Items from a point annotation set

###

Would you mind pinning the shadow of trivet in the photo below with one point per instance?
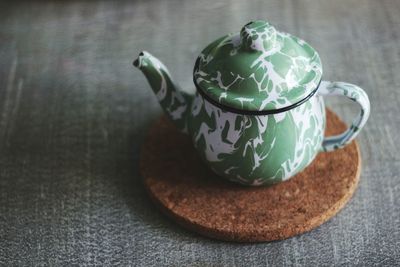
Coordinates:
(193, 196)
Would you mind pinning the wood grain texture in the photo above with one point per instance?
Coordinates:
(73, 114)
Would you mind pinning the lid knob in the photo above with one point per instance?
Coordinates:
(258, 35)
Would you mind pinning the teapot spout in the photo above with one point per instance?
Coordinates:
(173, 100)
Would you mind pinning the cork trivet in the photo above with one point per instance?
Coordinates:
(186, 190)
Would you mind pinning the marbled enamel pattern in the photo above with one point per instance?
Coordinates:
(255, 149)
(258, 69)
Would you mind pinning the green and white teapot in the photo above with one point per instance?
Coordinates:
(258, 114)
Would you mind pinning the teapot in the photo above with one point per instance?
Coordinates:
(257, 116)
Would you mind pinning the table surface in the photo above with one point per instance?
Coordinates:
(74, 113)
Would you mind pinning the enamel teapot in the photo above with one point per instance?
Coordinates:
(257, 116)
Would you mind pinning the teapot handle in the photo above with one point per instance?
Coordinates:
(357, 95)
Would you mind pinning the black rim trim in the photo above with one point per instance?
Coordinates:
(249, 112)
(255, 112)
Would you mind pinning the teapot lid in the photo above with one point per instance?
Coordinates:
(258, 70)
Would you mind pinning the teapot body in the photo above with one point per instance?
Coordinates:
(257, 149)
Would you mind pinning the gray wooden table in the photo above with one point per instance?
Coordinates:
(74, 112)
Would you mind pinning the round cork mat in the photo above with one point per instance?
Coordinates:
(186, 190)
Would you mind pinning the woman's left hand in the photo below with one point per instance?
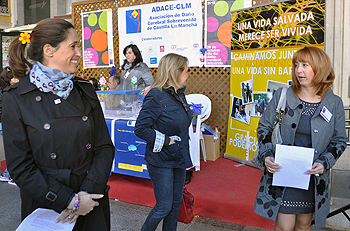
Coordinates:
(67, 216)
(317, 168)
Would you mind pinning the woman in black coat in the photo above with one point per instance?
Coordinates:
(57, 145)
(163, 122)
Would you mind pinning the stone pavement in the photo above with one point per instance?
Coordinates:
(124, 216)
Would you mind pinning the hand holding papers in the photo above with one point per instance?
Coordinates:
(44, 219)
(295, 161)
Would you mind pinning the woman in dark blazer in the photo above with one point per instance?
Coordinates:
(163, 122)
(57, 145)
(303, 125)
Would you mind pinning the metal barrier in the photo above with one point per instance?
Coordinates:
(346, 207)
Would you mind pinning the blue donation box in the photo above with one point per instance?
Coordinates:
(129, 149)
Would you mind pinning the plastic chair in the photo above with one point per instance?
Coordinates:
(196, 138)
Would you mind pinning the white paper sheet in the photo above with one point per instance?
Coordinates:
(44, 219)
(295, 161)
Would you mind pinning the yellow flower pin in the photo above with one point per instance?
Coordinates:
(25, 38)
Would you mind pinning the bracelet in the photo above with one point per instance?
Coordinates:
(76, 204)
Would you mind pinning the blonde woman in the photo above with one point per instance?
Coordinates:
(163, 122)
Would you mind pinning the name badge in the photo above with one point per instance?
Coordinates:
(126, 74)
(57, 101)
(326, 114)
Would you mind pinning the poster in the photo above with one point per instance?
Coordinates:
(161, 28)
(264, 40)
(218, 30)
(97, 31)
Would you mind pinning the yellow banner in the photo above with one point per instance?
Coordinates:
(263, 71)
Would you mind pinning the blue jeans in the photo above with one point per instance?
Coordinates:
(168, 185)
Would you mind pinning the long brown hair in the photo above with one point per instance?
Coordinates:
(321, 66)
(51, 31)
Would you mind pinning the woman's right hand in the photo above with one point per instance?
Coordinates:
(271, 166)
(87, 203)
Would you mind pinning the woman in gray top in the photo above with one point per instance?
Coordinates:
(314, 118)
(135, 73)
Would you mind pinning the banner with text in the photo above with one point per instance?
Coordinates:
(264, 40)
(218, 30)
(161, 28)
(97, 31)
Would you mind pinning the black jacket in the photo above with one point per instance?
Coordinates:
(168, 113)
(55, 147)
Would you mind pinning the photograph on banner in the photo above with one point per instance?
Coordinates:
(161, 28)
(217, 38)
(239, 111)
(247, 91)
(245, 142)
(261, 100)
(264, 40)
(272, 86)
(97, 32)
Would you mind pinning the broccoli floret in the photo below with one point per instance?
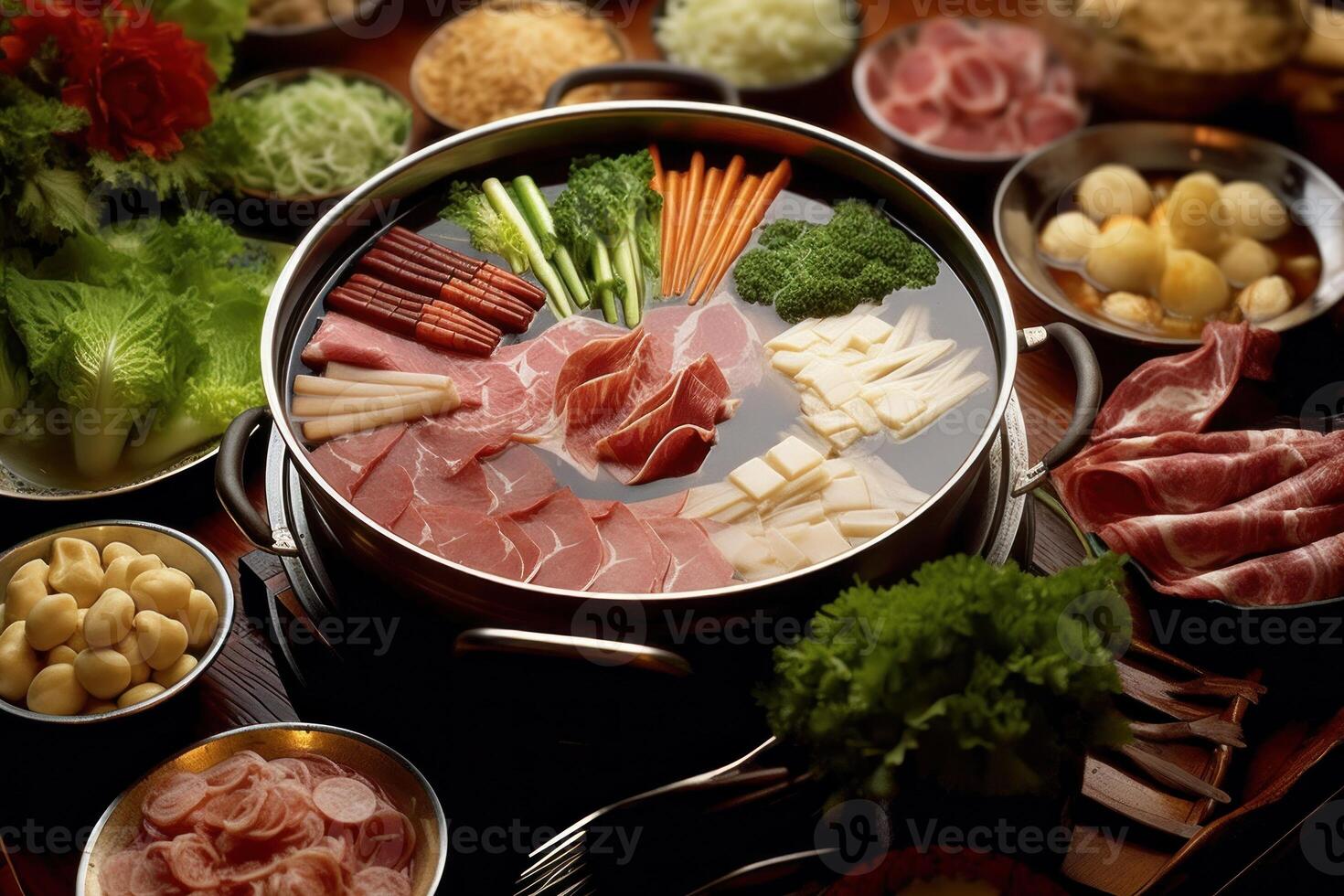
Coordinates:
(823, 271)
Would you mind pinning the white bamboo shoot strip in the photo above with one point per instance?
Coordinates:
(328, 427)
(337, 404)
(337, 371)
(325, 386)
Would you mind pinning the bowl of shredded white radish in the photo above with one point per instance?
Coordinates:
(761, 46)
(320, 132)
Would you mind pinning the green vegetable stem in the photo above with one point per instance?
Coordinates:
(966, 678)
(539, 217)
(503, 203)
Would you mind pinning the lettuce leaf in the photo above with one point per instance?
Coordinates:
(112, 355)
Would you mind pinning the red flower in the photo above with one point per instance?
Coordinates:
(143, 89)
(73, 31)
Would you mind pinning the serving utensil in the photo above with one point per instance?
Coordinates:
(405, 784)
(176, 549)
(1031, 194)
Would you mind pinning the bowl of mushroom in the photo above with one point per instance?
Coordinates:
(1148, 231)
(105, 620)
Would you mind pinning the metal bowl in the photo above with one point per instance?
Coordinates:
(403, 784)
(14, 485)
(291, 76)
(792, 91)
(917, 149)
(1131, 80)
(445, 32)
(1034, 187)
(176, 549)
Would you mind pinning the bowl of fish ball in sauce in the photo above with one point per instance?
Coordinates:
(105, 620)
(1149, 231)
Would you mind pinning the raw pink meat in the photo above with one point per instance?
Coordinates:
(1180, 394)
(1312, 572)
(695, 563)
(569, 543)
(975, 83)
(461, 536)
(345, 463)
(629, 555)
(921, 73)
(517, 478)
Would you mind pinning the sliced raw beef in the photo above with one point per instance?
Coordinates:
(926, 120)
(1183, 392)
(1174, 547)
(428, 458)
(975, 83)
(1189, 483)
(671, 432)
(597, 360)
(347, 461)
(526, 546)
(569, 543)
(1313, 572)
(461, 536)
(517, 478)
(634, 560)
(669, 506)
(695, 563)
(921, 73)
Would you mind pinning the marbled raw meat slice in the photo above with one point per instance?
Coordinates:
(1180, 394)
(461, 536)
(695, 563)
(975, 83)
(571, 546)
(347, 461)
(1307, 574)
(517, 478)
(629, 559)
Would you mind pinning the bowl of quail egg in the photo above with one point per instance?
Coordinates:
(1148, 231)
(108, 620)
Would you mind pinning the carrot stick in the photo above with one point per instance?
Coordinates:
(720, 214)
(657, 168)
(773, 185)
(699, 226)
(723, 238)
(671, 218)
(691, 186)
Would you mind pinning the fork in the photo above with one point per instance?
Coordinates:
(563, 865)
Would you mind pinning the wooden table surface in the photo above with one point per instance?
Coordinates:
(242, 687)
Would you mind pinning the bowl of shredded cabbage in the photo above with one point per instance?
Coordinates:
(319, 132)
(761, 46)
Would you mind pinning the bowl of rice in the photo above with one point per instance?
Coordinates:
(499, 58)
(768, 48)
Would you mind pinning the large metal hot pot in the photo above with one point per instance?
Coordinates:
(560, 133)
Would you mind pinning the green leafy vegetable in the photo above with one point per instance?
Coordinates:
(489, 231)
(609, 202)
(975, 678)
(322, 134)
(826, 271)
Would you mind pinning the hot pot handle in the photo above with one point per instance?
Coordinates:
(660, 71)
(231, 485)
(1087, 372)
(563, 646)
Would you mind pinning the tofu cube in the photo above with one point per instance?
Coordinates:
(818, 541)
(849, 493)
(757, 478)
(864, 524)
(794, 457)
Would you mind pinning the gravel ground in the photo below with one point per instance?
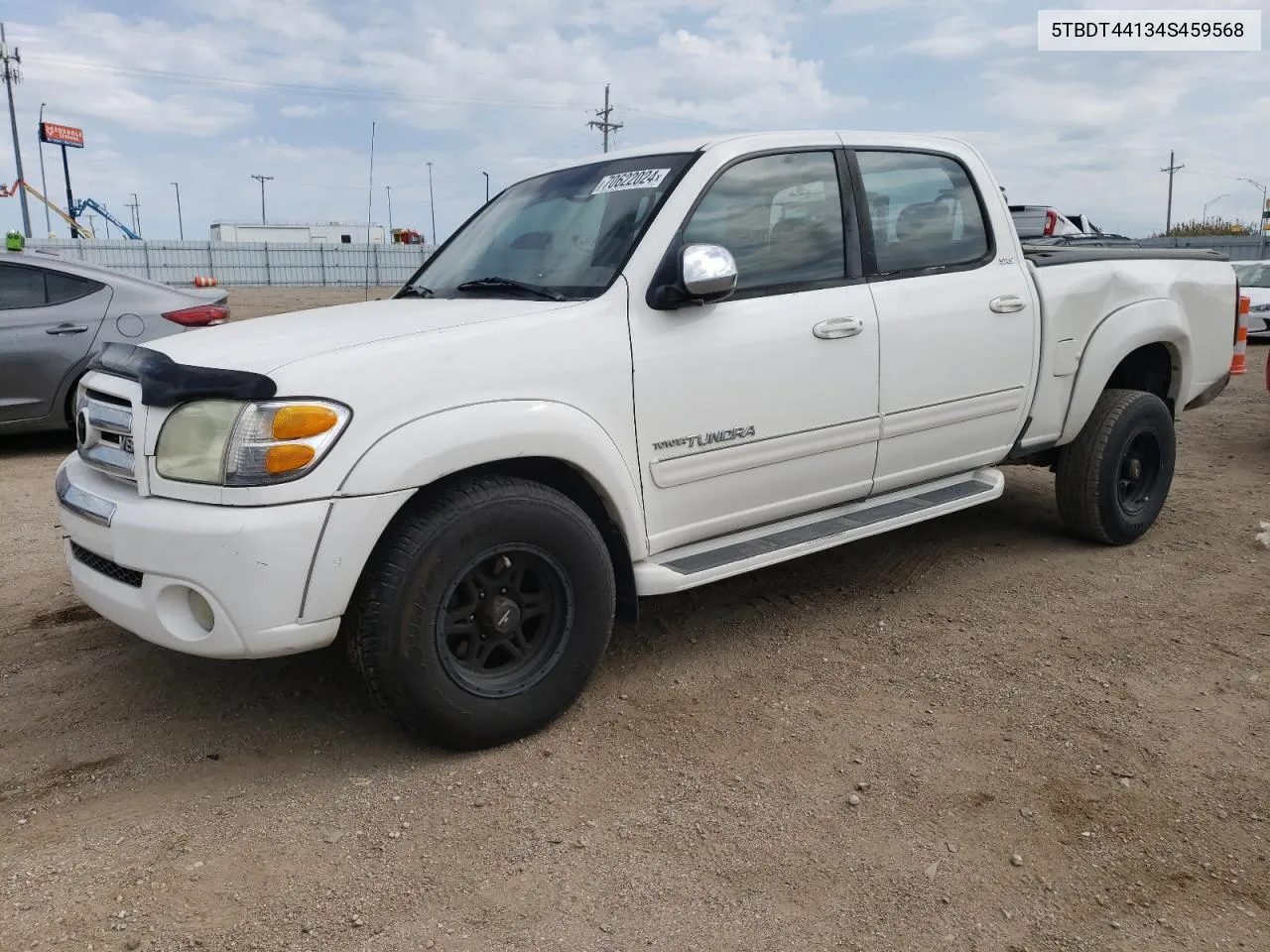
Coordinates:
(973, 734)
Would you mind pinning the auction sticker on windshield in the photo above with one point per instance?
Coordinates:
(622, 180)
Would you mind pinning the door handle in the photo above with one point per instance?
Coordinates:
(1007, 303)
(835, 327)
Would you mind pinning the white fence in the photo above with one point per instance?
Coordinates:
(246, 263)
(1238, 248)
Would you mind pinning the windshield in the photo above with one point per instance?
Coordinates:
(562, 235)
(1254, 276)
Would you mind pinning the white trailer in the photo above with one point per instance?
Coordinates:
(298, 232)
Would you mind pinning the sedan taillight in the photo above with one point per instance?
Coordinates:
(199, 315)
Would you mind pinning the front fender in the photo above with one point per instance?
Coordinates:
(427, 448)
(1120, 333)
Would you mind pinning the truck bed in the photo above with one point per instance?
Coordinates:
(1047, 255)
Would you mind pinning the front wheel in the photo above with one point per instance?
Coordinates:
(483, 613)
(1114, 477)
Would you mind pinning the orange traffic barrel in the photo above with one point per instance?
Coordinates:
(1239, 362)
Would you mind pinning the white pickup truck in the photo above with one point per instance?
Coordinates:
(625, 377)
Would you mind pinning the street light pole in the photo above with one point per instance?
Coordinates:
(44, 181)
(1260, 218)
(181, 225)
(1205, 220)
(262, 179)
(432, 207)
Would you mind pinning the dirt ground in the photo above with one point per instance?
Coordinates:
(1055, 747)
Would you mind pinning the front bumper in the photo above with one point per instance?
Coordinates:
(135, 560)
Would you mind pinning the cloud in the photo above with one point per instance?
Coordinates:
(303, 111)
(965, 36)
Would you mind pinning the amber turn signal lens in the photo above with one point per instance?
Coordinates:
(287, 457)
(300, 421)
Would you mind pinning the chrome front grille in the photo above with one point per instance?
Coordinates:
(104, 431)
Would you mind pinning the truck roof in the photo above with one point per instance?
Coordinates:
(739, 139)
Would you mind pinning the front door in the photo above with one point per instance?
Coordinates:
(48, 322)
(763, 405)
(956, 322)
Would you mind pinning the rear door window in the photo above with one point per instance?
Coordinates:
(924, 209)
(60, 289)
(21, 287)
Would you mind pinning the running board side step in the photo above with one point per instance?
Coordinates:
(702, 562)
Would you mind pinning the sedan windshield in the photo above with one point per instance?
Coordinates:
(1254, 276)
(557, 236)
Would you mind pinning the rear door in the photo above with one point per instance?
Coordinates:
(955, 313)
(763, 405)
(49, 320)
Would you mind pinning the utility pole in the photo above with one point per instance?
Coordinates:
(262, 179)
(44, 181)
(1169, 214)
(1205, 218)
(1262, 217)
(181, 225)
(432, 207)
(603, 125)
(13, 73)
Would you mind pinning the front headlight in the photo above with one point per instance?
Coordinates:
(235, 443)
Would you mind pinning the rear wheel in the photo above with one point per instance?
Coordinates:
(483, 613)
(1114, 479)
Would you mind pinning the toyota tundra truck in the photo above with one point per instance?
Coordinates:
(624, 377)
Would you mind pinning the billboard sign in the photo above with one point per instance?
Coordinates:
(62, 135)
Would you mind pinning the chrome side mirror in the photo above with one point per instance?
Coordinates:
(708, 272)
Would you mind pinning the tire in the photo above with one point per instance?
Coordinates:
(1114, 477)
(524, 654)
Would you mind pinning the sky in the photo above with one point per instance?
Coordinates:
(206, 93)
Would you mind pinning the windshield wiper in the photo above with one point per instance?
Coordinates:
(511, 284)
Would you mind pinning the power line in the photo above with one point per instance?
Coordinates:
(13, 73)
(293, 87)
(603, 125)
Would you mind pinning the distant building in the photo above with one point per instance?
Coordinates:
(329, 232)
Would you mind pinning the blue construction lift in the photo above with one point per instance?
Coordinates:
(90, 204)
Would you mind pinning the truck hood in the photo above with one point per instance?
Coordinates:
(264, 344)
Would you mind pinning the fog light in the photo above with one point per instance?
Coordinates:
(200, 610)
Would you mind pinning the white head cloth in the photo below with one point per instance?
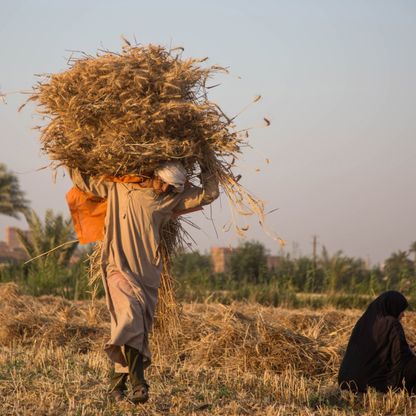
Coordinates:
(173, 173)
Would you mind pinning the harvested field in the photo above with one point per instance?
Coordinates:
(241, 359)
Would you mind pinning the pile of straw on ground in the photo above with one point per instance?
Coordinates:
(236, 338)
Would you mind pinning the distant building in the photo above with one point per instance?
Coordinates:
(220, 258)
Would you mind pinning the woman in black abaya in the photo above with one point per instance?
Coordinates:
(378, 354)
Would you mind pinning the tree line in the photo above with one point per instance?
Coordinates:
(64, 271)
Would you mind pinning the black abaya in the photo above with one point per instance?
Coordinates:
(378, 354)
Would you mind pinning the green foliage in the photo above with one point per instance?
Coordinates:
(248, 263)
(12, 198)
(52, 270)
(329, 280)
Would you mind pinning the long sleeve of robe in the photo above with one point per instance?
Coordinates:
(133, 222)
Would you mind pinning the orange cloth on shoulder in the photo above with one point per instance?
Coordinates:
(88, 215)
(88, 211)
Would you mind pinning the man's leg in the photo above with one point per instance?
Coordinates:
(140, 388)
(118, 386)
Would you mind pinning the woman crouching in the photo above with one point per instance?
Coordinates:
(378, 354)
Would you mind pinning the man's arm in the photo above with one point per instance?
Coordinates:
(195, 196)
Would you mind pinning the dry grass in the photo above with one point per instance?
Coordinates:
(236, 360)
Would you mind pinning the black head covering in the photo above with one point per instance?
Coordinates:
(389, 303)
(377, 350)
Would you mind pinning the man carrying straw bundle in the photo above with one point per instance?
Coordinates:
(131, 260)
(136, 128)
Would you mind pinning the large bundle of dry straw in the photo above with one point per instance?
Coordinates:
(126, 113)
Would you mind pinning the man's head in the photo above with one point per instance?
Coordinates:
(172, 173)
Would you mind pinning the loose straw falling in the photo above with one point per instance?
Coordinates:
(126, 113)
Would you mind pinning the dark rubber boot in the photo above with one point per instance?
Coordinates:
(118, 387)
(140, 388)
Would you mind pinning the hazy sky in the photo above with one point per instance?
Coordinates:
(338, 82)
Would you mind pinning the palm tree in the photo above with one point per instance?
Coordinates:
(49, 235)
(50, 245)
(12, 198)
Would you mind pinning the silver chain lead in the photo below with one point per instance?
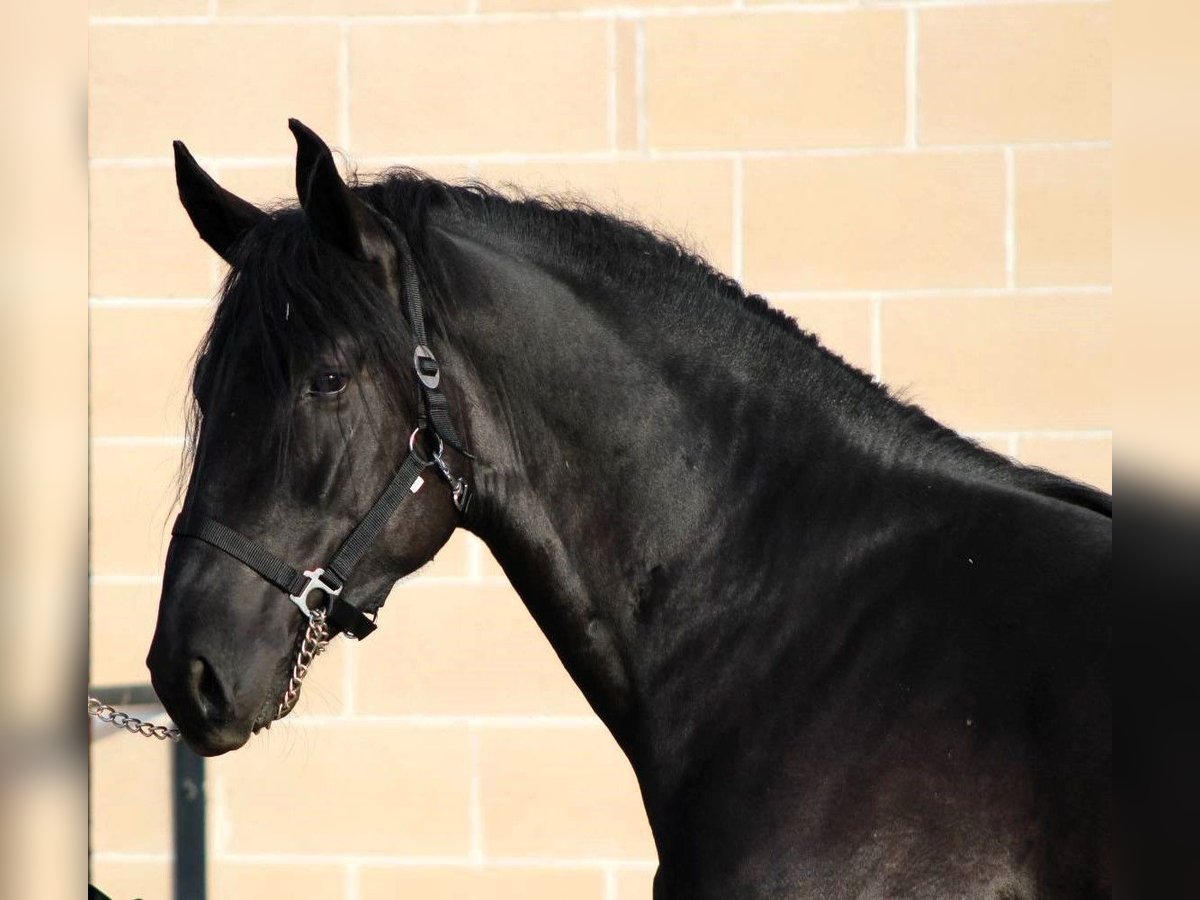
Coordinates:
(118, 719)
(316, 640)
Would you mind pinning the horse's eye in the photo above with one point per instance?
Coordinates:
(327, 384)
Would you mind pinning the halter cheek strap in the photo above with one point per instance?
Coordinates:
(433, 414)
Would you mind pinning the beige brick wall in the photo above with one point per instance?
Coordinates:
(923, 183)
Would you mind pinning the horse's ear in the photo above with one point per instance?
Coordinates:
(221, 217)
(334, 211)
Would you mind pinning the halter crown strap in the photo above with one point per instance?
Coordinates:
(433, 408)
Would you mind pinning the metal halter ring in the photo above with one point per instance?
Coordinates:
(412, 448)
(316, 582)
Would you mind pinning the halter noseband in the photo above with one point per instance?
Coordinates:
(433, 414)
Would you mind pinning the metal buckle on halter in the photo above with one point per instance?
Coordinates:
(460, 491)
(316, 582)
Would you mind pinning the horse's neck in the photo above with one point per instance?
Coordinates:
(619, 461)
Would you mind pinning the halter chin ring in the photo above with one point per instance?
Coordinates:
(316, 582)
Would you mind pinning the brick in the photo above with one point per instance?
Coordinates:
(263, 185)
(775, 81)
(341, 7)
(133, 492)
(1014, 72)
(461, 651)
(141, 241)
(844, 325)
(1084, 459)
(121, 624)
(118, 9)
(123, 879)
(688, 199)
(1063, 217)
(445, 882)
(559, 5)
(489, 568)
(225, 89)
(384, 789)
(1000, 364)
(141, 369)
(477, 88)
(232, 880)
(123, 766)
(454, 559)
(628, 103)
(537, 804)
(887, 221)
(635, 885)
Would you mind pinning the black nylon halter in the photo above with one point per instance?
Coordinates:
(433, 414)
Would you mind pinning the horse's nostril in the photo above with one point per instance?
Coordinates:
(209, 693)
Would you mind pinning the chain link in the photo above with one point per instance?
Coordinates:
(316, 640)
(118, 719)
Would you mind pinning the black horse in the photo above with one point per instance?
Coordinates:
(846, 651)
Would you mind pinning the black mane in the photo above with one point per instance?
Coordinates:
(276, 303)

###

BRIEF | Convert the items in the stretch from the line containing "Would you mind pinning the bowl of fish" through the line containing "(1149, 231)" into a two-column CSV with the headers item_text and answer. Give each item its own row, put each value in a single quoted field, and replace any line breaks with spaces.

COMPLETED EXERCISE |
item_text,answer
"Would you mind pinning the bowl of fish ball in sauce in the photo above with one point per instance? Coordinates:","(105, 620) (1149, 231)"